> _EXERCISE_: Copy each of the rows below word for word, keeping their order and leaving out nothing.

■ ■ ■ ■

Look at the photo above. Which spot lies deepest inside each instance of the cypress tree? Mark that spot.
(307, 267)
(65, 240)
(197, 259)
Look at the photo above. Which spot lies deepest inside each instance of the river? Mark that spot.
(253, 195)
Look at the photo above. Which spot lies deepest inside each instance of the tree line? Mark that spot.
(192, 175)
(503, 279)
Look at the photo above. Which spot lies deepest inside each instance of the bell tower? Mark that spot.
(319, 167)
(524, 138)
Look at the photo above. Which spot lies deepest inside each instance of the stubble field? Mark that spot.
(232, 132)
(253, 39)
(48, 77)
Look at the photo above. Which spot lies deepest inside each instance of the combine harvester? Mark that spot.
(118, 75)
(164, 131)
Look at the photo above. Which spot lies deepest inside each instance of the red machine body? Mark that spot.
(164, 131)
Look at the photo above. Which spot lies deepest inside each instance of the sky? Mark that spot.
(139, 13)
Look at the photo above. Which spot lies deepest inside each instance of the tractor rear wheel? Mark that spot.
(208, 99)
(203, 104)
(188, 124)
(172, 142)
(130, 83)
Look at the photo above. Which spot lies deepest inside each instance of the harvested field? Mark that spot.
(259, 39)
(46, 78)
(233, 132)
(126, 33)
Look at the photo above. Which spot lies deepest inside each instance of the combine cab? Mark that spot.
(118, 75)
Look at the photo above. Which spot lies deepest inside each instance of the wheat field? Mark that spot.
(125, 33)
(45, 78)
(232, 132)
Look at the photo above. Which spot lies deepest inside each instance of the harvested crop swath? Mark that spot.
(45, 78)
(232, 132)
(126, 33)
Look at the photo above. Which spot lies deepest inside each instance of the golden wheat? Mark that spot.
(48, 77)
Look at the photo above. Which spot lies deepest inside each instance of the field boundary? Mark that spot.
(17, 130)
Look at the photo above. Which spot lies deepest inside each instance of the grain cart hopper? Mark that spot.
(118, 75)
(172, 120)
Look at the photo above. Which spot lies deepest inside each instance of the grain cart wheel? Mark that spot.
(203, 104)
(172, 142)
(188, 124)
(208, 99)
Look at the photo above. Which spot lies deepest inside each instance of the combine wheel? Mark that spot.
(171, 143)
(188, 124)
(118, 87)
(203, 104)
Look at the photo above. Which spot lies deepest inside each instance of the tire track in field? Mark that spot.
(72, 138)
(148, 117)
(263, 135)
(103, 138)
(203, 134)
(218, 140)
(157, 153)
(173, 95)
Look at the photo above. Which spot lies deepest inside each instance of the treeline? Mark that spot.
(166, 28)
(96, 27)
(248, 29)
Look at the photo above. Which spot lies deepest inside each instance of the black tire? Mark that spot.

■ ■ ■ ■

> _FINISHED EXERCISE_:
Look at the photo above. Which spot lies deepest inside each instance of the cypress tree? Mark that spot.
(307, 267)
(65, 240)
(197, 259)
Look at the photo above. Which spot lies deepest inside each instance of the river? Mark that spot.
(253, 195)
Look at the photo above. Which spot lies deepest inside each instance of the tree line? Mark that spot.
(192, 175)
(503, 279)
Look at the photo above. Which spot lies deepest inside each instance of the bell tower? Mark that spot.
(319, 167)
(524, 138)
Look at the photo above. Which spot lies deepest inside each instance of the stubble field? Mark that spot.
(232, 132)
(253, 39)
(48, 77)
Look at the photo above. Which spot lies deepest inside each instance of the combine harvester? Mark that spot.
(118, 75)
(164, 131)
Look at the photo above. Which spot lies deepest inside each instance of the red machine body? Mark that spot.
(164, 131)
Look at the photo above. Which spot lies deepest inside each instance of the sky? Mark that spot.
(139, 13)
Look at the photo above. Which spot lies deepest inside each instance of the tractor rear wheel? Mark that spot.
(208, 99)
(203, 104)
(188, 124)
(172, 142)
(130, 83)
Look at the photo above. Which spot lies deepest inside each instance of the harvested field? Mark that spot.
(259, 39)
(46, 78)
(233, 132)
(126, 33)
Look at the photo above. Which spot lies deepest inside each instance of the combine cab? Mark that spot.
(118, 75)
Look at the photo above. Which spot lies deepest inside each instance of the wheat field? Mark that spot.
(125, 33)
(45, 78)
(232, 132)
Look at the photo above. Which spot lies deepest inside each instance of the harvested crop swath? Mark that spot.
(45, 78)
(232, 132)
(126, 33)
Look at the photo above. Which spot lies deepest inside each instance of the golden wheat? Mark that spot.
(48, 77)
Look at the photo above. Which spot lies deepest inside each instance of the field boundary? Mark that spot.
(17, 130)
Look at the photo above. Which spot lies deepest inside each instance of the grain cart hopper? Mark that spot.
(118, 75)
(172, 120)
Look at the photo above. Which spot lies deepest inside each instance of the grain cart wheel? Mark that spot.
(203, 104)
(172, 142)
(188, 124)
(208, 99)
Look at the photo above. Which spot lies deepest inside each instance of the combine wheel? Mark that spot.
(171, 143)
(188, 124)
(118, 87)
(203, 104)
Look at the photo above. Which spot lies deepest inside each instance of the tire track in field? Mark that spot.
(72, 138)
(148, 117)
(263, 135)
(103, 138)
(203, 134)
(218, 140)
(157, 153)
(173, 95)
Look at the photo above. Which spot lies deepest inside each instance of the treeline? Mark that spot.
(166, 28)
(96, 27)
(248, 29)
Look at the photo above. Which spot lies deepest inside each instance of the black tire? Mark that spot.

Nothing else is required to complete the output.